--- Passage Enclosed Below ---

An adult male Indian Blue peacock eats a grape owner Monica Bidwell threw to her flock. The adult males have a train of feathers that reach nearly five feet long. (Leader-News photo/Stacie Barton)

A couple in Moorman have an unusual collection – a flock of birds with a rainbow of colorful feathers. Monica Bidwell said her husband, Jeff, bought their first pair of peacocks in 2016. The birds were an older, mated pair named Romeo and Juliet. What started with just the pair has turned into a menagerie of birds and a bustling side business for Bidwell.

Along with Indian blue peacocks, which now number seven, Bidwell raises white doves and Chinese red pheasants. She even has a white peacock, which looks a lot like a regular peacock, only with all snowy white feathers.

A flourish of feathers top off a leather hat. (Photo/Monica Bidwell)

During the covid-19 pandemic, while many people took on baking or learning to play guitar as new hobbies, Bidwell took over the care of her growing flock. She would collect the eye feathers from the peacocks during molting season. She would keep some, and give some away to friends.

As she began to spend more time in the aviary caring for the birds, she noticed all the other colorful feathers they shed daily, and started to collect them as well.

--- End of Enclosed Passage ---
--- Listed records Enclosed Below ---

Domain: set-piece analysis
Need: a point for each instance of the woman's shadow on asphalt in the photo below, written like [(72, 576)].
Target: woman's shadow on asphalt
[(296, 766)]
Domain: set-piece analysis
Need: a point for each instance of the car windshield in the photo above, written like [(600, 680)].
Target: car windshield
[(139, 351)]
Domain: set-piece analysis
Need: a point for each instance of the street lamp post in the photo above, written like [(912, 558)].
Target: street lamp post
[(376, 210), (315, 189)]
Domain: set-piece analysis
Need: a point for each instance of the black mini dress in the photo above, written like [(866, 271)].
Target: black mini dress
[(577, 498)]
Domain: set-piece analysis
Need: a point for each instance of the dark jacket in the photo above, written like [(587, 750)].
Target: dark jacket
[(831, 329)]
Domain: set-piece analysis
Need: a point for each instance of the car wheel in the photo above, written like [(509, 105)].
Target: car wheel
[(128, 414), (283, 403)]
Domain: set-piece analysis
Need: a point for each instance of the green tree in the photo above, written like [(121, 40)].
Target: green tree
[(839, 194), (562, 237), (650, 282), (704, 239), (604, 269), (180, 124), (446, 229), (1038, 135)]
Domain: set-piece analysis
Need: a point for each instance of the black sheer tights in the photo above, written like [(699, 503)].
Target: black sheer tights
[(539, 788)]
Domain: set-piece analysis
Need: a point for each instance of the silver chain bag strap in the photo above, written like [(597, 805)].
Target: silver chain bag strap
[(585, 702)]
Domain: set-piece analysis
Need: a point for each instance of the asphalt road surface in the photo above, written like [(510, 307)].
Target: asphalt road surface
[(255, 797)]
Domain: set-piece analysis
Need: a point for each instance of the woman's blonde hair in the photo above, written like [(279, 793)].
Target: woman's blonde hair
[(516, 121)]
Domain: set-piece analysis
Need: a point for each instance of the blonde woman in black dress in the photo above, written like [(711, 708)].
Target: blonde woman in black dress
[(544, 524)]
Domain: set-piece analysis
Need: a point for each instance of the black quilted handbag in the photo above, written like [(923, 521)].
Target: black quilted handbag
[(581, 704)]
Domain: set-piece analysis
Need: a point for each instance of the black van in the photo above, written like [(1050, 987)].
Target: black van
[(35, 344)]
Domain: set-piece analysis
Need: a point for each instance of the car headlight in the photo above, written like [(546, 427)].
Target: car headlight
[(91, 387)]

--- End of Enclosed Listed records ---

### [Exercise instructions]
(a) From the peacock article, list every kind of bird that Bidwell raises.
(b) According to the peacock article, what were the names of the first pair of peacocks?
(c) Condense the paragraph of the peacock article beginning "During the covid-19 pandemic" into a short bulleted list.

### [Set of answers]
(a)
- Indian blue peacocks
- White doves
- Chinese red pheasants
- A white peacock

(b) Romeo and Juliet.

(c)
- During the covid-19 pandemic, Bidwell took over care of her growing flock.
- She collected peacock eye feathers during molting season.
- She kept some feathers and gave some to friends.